TEXT BLOCK

Profession Jokes - Dentist Jokes
A Dentist Appointment
Two guys are susposed to meet at 4:30. Charley shows up at 4:30 and waits. Finally, at almost 5:00, Paul shows up and Charley says, "Where have you been? You're a 1/2 hour late." Paul replies, "Sorry, I had to go to the dentist. My dick's been hurting bad." Charley says, "If your dick's been hurting, why did you go to the dentist?" Paul answers, "Because I had a tooth stuck in it."
Adjust the Chair
A lady goes to the dentist. In the chair, the dentist notices a little brown spot on one of her teeth. "Aha, cavity! I'll have to drill this one out!", says the dentist. "Oh no, I'd rather have a child!!!", cries the lady. "In that case, I will have to adjust the chair first", replies the dentist.

DATA SHOWN

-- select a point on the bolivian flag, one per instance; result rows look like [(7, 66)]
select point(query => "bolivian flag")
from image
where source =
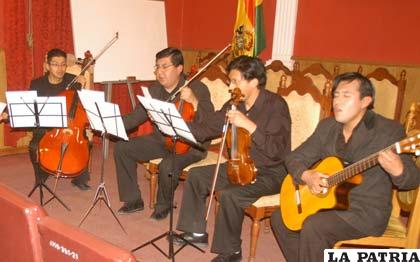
[(248, 34)]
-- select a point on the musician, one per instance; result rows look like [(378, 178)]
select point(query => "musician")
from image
[(52, 84), (266, 117), (352, 134), (169, 78)]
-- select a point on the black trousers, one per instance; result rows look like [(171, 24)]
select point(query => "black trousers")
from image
[(233, 199), (38, 171), (145, 148), (320, 231)]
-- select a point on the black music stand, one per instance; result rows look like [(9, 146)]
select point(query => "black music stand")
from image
[(103, 120), (26, 110), (170, 122)]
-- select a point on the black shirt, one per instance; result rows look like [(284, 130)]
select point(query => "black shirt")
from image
[(270, 142), (157, 91)]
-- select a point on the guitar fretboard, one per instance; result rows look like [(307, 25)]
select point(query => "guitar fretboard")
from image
[(356, 168)]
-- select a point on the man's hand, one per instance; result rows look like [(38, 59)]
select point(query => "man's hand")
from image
[(81, 80), (316, 182), (391, 162), (240, 120), (188, 96)]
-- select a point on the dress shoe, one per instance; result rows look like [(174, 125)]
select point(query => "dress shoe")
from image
[(234, 257), (160, 214), (131, 207), (200, 241), (81, 185)]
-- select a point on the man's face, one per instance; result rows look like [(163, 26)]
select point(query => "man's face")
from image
[(167, 74), (237, 80), (57, 67), (348, 107)]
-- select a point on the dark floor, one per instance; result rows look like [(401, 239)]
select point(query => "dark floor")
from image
[(16, 172)]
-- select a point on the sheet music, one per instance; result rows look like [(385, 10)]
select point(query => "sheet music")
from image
[(88, 99), (21, 106), (2, 106), (159, 111), (112, 119), (111, 116), (146, 92)]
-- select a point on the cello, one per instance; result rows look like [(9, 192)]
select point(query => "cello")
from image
[(65, 152)]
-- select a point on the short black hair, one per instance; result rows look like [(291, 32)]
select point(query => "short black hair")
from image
[(250, 68), (174, 53), (365, 85), (55, 52)]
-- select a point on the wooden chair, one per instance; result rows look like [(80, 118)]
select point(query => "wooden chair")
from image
[(389, 92), (319, 76), (274, 72), (215, 78), (397, 233), (307, 107)]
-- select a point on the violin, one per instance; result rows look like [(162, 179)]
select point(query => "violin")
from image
[(187, 109), (240, 166)]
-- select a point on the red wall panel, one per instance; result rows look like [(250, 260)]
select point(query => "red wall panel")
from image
[(2, 43), (382, 31)]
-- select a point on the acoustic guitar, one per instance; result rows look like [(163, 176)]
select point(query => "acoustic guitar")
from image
[(297, 202)]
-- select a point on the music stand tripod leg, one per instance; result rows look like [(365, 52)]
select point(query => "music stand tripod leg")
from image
[(40, 184), (170, 234), (101, 194)]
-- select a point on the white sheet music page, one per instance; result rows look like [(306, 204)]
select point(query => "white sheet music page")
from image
[(110, 113), (112, 119), (52, 111), (146, 92), (167, 118), (88, 99), (16, 106), (21, 106), (2, 106)]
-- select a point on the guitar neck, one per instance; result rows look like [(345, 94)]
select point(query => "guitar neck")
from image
[(356, 168)]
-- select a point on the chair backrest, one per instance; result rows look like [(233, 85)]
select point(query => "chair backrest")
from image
[(389, 92), (275, 71), (19, 239), (319, 75), (63, 242), (216, 78), (307, 106)]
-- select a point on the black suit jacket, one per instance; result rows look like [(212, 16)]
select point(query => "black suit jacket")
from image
[(370, 202)]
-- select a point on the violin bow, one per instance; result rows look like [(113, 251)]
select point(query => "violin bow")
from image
[(93, 60), (198, 73)]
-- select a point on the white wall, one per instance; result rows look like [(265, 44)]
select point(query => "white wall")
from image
[(142, 32)]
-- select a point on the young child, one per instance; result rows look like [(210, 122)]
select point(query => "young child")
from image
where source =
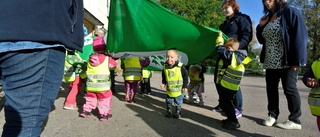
[(175, 80), (75, 69), (311, 80), (98, 83), (196, 85), (132, 75), (145, 82), (230, 73)]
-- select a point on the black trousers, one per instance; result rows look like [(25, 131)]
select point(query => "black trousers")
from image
[(226, 97)]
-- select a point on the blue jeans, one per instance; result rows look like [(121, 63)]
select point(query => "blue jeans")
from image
[(178, 101), (289, 79), (31, 80), (237, 100)]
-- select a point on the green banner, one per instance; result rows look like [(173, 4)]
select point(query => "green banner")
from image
[(144, 26)]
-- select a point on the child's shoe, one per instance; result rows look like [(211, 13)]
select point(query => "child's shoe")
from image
[(169, 113), (85, 114), (70, 107), (104, 118), (201, 103), (127, 98), (227, 124), (178, 114)]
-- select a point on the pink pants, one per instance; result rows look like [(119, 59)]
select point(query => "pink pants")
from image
[(131, 88), (74, 89), (318, 122), (103, 99)]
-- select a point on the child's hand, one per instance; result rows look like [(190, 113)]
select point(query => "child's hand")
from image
[(185, 90), (219, 40), (162, 86)]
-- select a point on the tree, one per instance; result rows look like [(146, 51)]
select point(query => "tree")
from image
[(207, 13), (203, 12), (310, 10)]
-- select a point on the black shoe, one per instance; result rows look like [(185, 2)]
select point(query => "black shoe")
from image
[(230, 125), (177, 115), (224, 121), (169, 114)]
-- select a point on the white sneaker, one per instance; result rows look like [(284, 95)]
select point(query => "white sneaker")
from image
[(269, 121), (201, 103), (289, 125)]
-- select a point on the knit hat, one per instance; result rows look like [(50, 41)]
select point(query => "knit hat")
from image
[(99, 44)]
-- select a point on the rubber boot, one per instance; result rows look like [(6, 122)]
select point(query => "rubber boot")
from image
[(178, 112), (169, 111)]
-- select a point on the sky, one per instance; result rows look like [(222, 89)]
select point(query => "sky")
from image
[(253, 8)]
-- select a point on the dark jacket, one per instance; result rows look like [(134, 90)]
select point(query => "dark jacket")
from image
[(226, 56), (240, 27), (44, 21), (184, 74), (294, 35)]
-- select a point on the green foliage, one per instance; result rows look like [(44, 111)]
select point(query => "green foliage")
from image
[(310, 11), (203, 12)]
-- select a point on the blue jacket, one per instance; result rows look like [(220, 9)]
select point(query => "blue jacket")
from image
[(238, 26), (43, 21), (294, 35)]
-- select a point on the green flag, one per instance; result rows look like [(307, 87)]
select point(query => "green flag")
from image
[(145, 28), (87, 49)]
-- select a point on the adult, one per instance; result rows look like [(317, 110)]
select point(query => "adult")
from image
[(34, 38), (236, 25), (283, 33), (312, 80)]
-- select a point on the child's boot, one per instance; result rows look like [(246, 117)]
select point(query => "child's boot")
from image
[(127, 96), (201, 103), (169, 111), (178, 112)]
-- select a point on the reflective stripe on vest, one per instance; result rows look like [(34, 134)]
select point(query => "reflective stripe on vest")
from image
[(194, 76), (232, 76), (174, 80), (98, 77), (314, 95), (146, 73), (132, 69)]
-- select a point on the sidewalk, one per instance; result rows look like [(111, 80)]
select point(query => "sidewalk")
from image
[(145, 118)]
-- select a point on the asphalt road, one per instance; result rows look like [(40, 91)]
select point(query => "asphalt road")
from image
[(145, 118)]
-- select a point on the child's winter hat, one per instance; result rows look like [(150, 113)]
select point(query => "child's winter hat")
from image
[(99, 44)]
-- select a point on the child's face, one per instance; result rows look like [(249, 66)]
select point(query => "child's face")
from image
[(171, 57)]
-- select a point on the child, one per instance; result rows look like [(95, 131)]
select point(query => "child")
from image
[(75, 69), (145, 82), (311, 80), (175, 80), (230, 72), (98, 83), (196, 84), (132, 75)]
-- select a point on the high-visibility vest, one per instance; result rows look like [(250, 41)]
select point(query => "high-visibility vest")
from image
[(314, 95), (146, 73), (132, 68), (174, 80), (194, 76), (98, 77), (232, 76), (69, 70)]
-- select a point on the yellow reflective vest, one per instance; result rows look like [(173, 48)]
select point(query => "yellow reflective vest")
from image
[(314, 95), (194, 76), (98, 77), (69, 70), (146, 73), (230, 77), (174, 80), (132, 68)]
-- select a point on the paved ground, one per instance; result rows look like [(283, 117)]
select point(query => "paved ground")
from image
[(145, 118)]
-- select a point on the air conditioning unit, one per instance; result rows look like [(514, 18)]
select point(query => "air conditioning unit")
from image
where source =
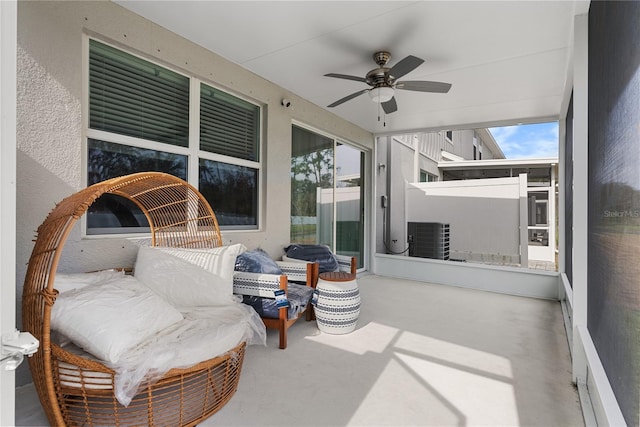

TASKS TO PERFORM
A. In the dentist jokes, what does the dentist notice on one of the lady's teeth?
B. From the dentist jokes, extract the passage starting at "Profession Jokes - Dentist" and ending at "replies the dentist.".

RESPONSES TO THE TASKS
A. A little brown spot.

B.
Profession Jokes - Dentist Jokes
A Dentist Appointment
Two guys are susposed to meet at 4:30. Charley shows up at 4:30 and waits. Finally, at almost 5:00, Paul shows up and Charley says, "Where have you been? You're a 1/2 hour late." Paul replies, "Sorry, I had to go to the dentist. My dick's been hurting bad." Charley says, "If your dick's been hurting, why did you go to the dentist?" Paul answers, "Because I had a tooth stuck in it."
Adjust the Chair
A lady goes to the dentist. In the chair, the dentist notices a little brown spot on one of her teeth. "Aha, cavity! I'll have to drill this one out!", says the dentist. "Oh no, I'd rather have a child!!!", cries the lady. "In that case, I will have to adjust the chair first", replies the dentist.